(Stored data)
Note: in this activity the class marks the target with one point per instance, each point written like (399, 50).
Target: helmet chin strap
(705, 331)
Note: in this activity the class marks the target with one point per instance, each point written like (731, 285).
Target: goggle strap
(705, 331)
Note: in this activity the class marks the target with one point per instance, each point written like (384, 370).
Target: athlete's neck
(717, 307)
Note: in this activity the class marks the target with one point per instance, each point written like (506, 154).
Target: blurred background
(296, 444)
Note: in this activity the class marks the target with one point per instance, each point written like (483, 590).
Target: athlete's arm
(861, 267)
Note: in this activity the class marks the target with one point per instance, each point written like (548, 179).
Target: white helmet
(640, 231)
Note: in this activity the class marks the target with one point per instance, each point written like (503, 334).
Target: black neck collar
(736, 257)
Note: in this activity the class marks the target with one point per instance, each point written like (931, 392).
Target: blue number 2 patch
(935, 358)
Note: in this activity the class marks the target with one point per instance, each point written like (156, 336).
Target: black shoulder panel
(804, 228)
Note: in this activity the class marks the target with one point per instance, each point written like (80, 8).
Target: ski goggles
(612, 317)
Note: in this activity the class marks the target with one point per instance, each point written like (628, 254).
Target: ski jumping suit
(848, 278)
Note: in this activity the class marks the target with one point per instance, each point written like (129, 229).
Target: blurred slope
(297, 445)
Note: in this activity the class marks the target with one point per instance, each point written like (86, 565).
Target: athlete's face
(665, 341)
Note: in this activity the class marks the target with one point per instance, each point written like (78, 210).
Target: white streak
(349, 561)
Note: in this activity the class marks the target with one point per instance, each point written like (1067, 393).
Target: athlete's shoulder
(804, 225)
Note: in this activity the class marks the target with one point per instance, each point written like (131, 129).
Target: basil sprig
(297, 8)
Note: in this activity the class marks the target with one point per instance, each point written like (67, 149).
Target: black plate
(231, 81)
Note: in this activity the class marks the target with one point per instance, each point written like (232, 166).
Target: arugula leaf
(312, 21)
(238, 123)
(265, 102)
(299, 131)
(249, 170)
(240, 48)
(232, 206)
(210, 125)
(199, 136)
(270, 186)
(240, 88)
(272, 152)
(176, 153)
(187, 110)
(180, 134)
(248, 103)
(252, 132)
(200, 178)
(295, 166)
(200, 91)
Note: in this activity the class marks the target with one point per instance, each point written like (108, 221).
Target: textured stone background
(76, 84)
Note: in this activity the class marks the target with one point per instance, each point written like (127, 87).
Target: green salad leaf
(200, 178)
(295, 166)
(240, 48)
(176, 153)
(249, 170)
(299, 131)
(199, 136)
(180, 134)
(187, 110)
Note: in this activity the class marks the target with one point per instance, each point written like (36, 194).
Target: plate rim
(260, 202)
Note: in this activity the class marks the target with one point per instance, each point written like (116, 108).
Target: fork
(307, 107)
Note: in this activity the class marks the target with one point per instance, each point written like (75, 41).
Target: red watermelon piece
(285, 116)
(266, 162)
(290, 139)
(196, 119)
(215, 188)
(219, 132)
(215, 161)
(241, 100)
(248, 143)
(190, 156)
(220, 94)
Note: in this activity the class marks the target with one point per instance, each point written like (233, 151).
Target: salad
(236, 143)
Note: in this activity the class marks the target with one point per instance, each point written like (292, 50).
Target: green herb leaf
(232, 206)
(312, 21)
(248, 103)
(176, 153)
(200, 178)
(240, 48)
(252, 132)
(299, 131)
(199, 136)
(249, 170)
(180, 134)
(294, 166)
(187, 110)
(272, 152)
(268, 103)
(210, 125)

◆ What is expected
Duplicate the material word for word from the line that contains "like (127, 87).", including that line, through the end of the material.

◆ Task answer
Note: in this activity the class marks the target with one point per instance, each point written like (127, 87).
Target: green salad leaf
(200, 178)
(295, 166)
(240, 48)
(176, 153)
(249, 170)
(299, 131)
(199, 136)
(180, 134)
(187, 110)
Note: in this activity the class marks the target with one point per instance, each point written like (36, 194).
Target: plate rim
(260, 202)
Note: in this activity the class marks the target with one point per instance, each point written like (116, 108).
Target: fork
(307, 107)
Note: in this activity the class marks the target with one point per instance, each point written like (75, 41).
Target: red watermelon piece
(285, 116)
(266, 162)
(290, 139)
(196, 119)
(215, 188)
(219, 132)
(215, 161)
(241, 100)
(248, 143)
(190, 156)
(220, 94)
Note: in this activity the class marks the target with one point per instance, each point written like (233, 151).
Target: salad
(236, 143)
Note: in this activity the class marks the target with one point per instance, each point written like (292, 50).
Target: green herb leaf
(232, 206)
(312, 21)
(248, 103)
(176, 153)
(200, 178)
(240, 48)
(252, 132)
(299, 131)
(199, 136)
(249, 170)
(180, 134)
(294, 166)
(187, 110)
(272, 152)
(268, 103)
(210, 125)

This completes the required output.